> Written task: Nothing but the lines from the one containing "Query: amber turn signal" through the last line of the records below should be copied, exactly and without pictures.

> Data entries:
============

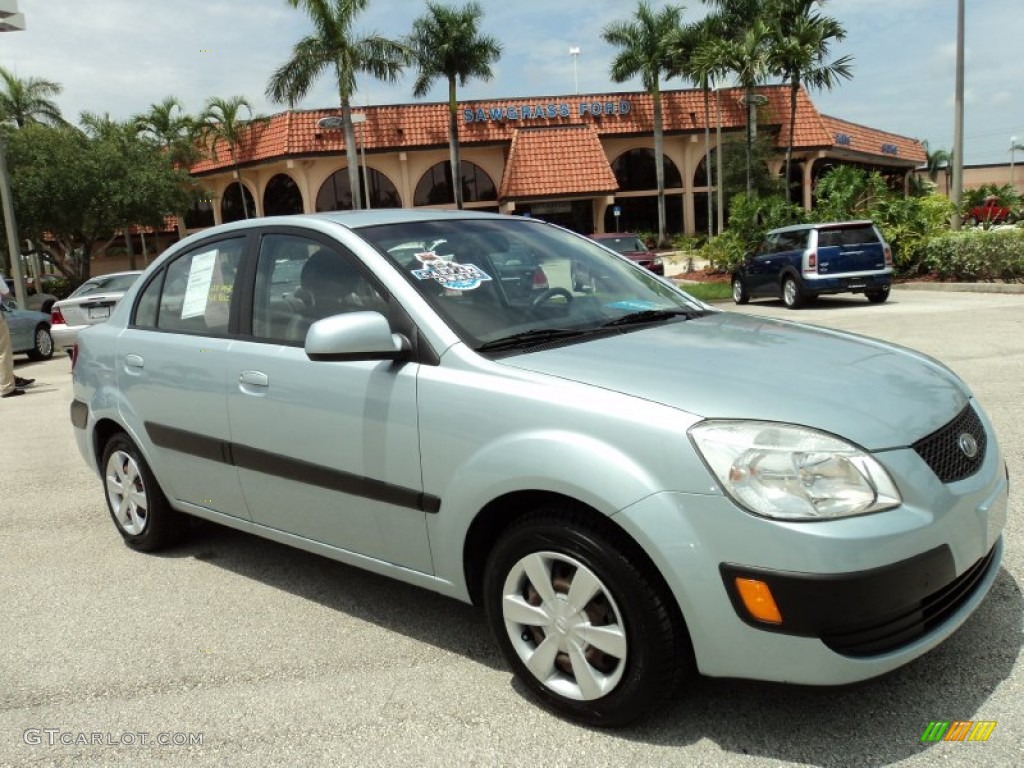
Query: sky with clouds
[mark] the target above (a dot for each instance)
(119, 56)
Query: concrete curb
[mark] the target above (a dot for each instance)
(1017, 288)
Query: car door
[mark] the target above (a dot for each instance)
(327, 451)
(172, 360)
(763, 267)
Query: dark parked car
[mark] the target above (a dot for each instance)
(30, 331)
(801, 262)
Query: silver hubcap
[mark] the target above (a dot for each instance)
(44, 345)
(564, 626)
(126, 493)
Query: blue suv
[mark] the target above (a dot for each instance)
(801, 262)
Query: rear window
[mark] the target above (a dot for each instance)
(847, 236)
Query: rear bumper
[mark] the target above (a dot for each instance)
(847, 284)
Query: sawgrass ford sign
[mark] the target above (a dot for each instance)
(544, 111)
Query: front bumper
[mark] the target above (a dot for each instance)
(858, 596)
(870, 612)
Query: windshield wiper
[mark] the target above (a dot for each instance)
(653, 315)
(530, 338)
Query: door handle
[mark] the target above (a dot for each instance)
(254, 379)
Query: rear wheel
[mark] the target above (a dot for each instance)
(793, 294)
(581, 619)
(139, 509)
(42, 345)
(739, 294)
(879, 296)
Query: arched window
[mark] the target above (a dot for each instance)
(635, 170)
(200, 215)
(282, 197)
(230, 205)
(435, 185)
(700, 173)
(336, 195)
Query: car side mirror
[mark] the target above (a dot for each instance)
(354, 336)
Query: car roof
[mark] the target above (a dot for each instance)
(821, 225)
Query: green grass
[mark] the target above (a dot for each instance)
(708, 291)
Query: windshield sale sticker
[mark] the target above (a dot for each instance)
(449, 273)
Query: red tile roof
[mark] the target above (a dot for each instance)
(851, 136)
(419, 126)
(562, 160)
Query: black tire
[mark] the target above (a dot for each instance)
(793, 294)
(878, 297)
(42, 344)
(638, 616)
(739, 292)
(137, 506)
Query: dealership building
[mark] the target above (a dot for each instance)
(585, 162)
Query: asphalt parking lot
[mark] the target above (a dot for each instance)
(237, 651)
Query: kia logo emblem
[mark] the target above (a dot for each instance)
(968, 444)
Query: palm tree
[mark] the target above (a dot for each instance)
(446, 43)
(30, 100)
(333, 45)
(645, 49)
(222, 121)
(749, 56)
(167, 125)
(937, 161)
(686, 65)
(801, 50)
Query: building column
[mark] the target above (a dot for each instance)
(807, 167)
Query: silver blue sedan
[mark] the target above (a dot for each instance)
(634, 485)
(30, 331)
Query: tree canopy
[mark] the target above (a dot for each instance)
(73, 189)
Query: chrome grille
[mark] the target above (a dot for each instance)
(942, 451)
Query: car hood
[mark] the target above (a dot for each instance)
(732, 366)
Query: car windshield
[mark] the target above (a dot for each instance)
(515, 279)
(625, 244)
(105, 284)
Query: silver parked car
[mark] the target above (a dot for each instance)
(634, 485)
(88, 304)
(30, 331)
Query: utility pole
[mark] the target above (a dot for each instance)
(957, 190)
(11, 20)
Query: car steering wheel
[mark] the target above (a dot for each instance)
(550, 294)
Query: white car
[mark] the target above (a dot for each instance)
(90, 303)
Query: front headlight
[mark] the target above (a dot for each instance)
(791, 472)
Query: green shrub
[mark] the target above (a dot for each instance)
(977, 255)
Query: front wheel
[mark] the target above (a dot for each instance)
(879, 296)
(739, 294)
(139, 509)
(793, 294)
(581, 619)
(42, 346)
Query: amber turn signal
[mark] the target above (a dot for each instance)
(758, 600)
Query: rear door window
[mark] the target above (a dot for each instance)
(847, 236)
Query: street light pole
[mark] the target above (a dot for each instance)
(11, 20)
(1013, 154)
(574, 52)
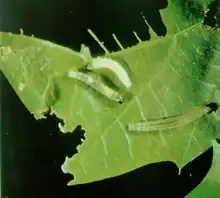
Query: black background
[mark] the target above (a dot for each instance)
(33, 151)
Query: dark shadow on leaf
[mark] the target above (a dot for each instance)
(195, 171)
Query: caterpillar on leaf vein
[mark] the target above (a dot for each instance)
(174, 121)
(105, 63)
(97, 85)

============

> Answer to this problem:
Query: amber turn signal
[mark] the target above (a dot for each instance)
(758, 600)
Query: rear door window
[mark] the target above (a dot for each instance)
(847, 236)
Query: street light pole
[mark] the target above (a dot for each instance)
(11, 20)
(1013, 154)
(574, 52)
Query: black background
[mark] the target above (a dot for each instance)
(33, 151)
Query: dark shadow on leaf
[mark] the target above (a dot for each instance)
(195, 171)
Query: caterpillar on leaf vein
[mark] the target above (a dot for each instance)
(174, 121)
(105, 63)
(97, 85)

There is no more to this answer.